TASK REQUIREMENTS:
Extract every line below that contains the string "bread", copying each one in full. Matching is case-sensitive.

DATA PROVIDED:
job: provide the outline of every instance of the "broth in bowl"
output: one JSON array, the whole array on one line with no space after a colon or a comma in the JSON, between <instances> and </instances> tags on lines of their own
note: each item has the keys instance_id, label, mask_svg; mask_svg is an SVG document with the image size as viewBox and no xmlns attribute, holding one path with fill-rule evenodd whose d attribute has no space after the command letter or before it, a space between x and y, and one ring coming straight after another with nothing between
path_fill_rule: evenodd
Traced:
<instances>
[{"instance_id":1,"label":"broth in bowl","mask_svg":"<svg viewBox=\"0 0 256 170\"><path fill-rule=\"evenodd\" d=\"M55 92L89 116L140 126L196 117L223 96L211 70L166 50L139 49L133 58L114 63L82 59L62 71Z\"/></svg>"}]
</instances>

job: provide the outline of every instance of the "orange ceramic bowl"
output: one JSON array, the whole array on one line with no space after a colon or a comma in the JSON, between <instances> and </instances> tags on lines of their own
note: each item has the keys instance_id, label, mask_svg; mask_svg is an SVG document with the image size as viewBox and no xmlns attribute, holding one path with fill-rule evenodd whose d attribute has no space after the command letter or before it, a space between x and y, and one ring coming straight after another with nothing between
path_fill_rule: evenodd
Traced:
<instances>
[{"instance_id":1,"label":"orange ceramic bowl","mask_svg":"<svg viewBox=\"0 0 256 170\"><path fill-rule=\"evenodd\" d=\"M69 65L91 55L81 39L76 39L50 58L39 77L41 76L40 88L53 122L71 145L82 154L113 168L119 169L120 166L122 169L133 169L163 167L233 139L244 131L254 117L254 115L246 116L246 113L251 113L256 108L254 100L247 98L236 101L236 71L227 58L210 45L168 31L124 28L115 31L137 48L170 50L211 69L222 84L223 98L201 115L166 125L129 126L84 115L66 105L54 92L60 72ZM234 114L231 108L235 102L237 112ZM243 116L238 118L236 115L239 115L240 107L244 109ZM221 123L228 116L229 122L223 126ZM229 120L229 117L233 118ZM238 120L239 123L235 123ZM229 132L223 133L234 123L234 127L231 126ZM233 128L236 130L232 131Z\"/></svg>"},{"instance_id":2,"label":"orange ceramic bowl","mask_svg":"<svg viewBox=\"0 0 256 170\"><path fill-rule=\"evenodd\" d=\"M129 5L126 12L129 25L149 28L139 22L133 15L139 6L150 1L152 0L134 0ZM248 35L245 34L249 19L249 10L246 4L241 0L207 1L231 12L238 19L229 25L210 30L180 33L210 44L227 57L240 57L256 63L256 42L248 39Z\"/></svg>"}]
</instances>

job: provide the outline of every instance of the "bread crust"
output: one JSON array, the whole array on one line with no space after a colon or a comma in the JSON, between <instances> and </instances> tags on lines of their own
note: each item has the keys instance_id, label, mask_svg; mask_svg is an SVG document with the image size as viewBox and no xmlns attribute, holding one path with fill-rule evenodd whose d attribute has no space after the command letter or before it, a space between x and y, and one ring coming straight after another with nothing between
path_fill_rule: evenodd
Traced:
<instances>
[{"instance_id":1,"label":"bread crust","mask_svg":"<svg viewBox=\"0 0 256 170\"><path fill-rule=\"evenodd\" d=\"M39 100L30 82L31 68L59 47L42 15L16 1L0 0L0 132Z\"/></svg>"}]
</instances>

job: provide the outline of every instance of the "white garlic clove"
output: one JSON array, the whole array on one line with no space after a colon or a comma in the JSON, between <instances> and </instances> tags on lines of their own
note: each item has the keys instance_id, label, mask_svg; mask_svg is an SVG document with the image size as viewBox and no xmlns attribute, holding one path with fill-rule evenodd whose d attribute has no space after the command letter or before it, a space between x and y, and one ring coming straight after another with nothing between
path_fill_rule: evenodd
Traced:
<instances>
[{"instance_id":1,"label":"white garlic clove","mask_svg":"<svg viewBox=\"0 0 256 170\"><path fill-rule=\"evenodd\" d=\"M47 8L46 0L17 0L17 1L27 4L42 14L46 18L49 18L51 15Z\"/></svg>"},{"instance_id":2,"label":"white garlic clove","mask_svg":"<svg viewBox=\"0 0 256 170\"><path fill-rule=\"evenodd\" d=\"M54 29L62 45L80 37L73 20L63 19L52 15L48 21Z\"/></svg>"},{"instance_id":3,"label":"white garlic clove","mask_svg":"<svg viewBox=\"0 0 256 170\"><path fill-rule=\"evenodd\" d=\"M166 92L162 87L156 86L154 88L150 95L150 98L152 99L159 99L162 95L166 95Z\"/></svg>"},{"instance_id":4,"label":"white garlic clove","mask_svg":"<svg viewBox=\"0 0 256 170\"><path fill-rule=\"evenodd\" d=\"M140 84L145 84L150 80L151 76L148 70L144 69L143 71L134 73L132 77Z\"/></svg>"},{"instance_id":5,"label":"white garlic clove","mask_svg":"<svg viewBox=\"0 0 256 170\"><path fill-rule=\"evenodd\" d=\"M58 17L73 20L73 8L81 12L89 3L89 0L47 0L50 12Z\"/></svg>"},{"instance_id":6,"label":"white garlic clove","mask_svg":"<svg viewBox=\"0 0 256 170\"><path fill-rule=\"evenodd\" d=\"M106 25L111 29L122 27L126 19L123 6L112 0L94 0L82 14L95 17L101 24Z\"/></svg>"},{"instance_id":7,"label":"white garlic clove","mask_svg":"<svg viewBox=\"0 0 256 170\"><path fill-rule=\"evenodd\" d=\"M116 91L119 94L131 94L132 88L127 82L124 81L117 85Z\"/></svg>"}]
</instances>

RIGHT ANSWER:
job: provide the outline of every instance of the "bread crust"
[{"instance_id":1,"label":"bread crust","mask_svg":"<svg viewBox=\"0 0 256 170\"><path fill-rule=\"evenodd\" d=\"M39 100L30 82L31 68L59 47L42 15L16 1L0 0L0 132Z\"/></svg>"}]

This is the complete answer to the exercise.